TASK GOAL →
When you write out the records, keep every line exactly as it is.

== RECORDS PROVIDED ==

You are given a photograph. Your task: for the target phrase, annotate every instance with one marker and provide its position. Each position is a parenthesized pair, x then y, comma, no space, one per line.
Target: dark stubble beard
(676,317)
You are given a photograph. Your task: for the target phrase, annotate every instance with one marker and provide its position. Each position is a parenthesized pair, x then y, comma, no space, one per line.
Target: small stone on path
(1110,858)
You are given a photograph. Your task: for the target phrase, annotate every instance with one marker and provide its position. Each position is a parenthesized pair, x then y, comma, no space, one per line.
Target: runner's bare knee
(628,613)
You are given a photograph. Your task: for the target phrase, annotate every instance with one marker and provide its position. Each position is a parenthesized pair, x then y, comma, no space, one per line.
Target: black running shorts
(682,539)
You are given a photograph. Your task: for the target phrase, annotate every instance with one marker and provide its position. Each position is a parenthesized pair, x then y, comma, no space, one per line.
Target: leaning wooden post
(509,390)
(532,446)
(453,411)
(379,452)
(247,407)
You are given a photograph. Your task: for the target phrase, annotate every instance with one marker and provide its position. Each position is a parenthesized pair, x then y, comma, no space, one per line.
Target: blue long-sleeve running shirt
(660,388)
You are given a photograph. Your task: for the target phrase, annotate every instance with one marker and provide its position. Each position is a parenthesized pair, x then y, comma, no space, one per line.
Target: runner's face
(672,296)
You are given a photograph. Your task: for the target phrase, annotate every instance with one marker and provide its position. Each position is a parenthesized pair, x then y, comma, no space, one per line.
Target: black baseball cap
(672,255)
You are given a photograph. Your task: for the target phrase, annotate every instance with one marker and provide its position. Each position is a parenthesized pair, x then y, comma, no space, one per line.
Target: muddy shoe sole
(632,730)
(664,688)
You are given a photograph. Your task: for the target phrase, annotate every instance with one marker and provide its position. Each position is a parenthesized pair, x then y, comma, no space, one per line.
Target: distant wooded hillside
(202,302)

===

EXERCISE SOLUTION →
You are given a photograph. Your task: for the target phrase, annotate every instance with one marker and provide its position. Each position is a parenthesized pair, x then y, comma, no space, one per line.
Target: dark stubble beard
(676,317)
You are given a photograph. Your task: for the target phrase, annotate every instance with one marker and provide its position. Each position is a parenthesized pair, x then y, comma, no space, one per line.
Target: small stone on path
(1110,858)
You are given a photograph. Your task: for the target phrase, annotate every instance with one marker and provide its position. Each position is a parenthesized pair, x then y, comma, no space, one per line.
Target: runner's bare knee
(628,613)
You are given a photograph. Your task: for the target phrase, annotate every instance with one marker and provide its position. Each position is a parenthesized pair, x then y, comma, no space, one per line.
Target: black running shorts
(682,539)
You are given a photograph. Your task: for the target phrase, annotate every instance with one marker and provide its position. Each position is a parenthesized pair, x then y, comma, no space, one per line.
Target: leaning wooden post
(509,390)
(532,446)
(453,411)
(379,452)
(247,407)
You are given a photograph. Your task: for the target phrase, annotate every instance with one marker and provide its position. Each position is a parenthesized pair, x then y, comma, no space, one per line.
Target: blue long-sleeve running shirt
(660,388)
You are given a photograph. Your task: for the target phrase, annotate every instance with one marker and provide its position. Each position is a parenthesized pair, x then y, comma, no space, one per line.
Target: runner's face
(672,296)
You are given a photograph. Your task: for the target phrase, annotate every instance with one marker and provide its position. Each position is a parenthesized pair, x then y, comma, no space, one per line.
Target: black baseball cap
(672,255)
You are given a photograph. Your task: for the target phrase, annotate every instance with one marker and provide its position. Each position is a parenthesized pair, x then y, comma, no space, one per line.
Target: muddy shoe sole
(632,730)
(664,688)
You are given a photograph. Your task: for the target phrase, annotate every instance with one marker and provide its position. Each position is a parenthesized pair, x then y, comma, no space, one per line.
Target: distant wooded hillside
(202,302)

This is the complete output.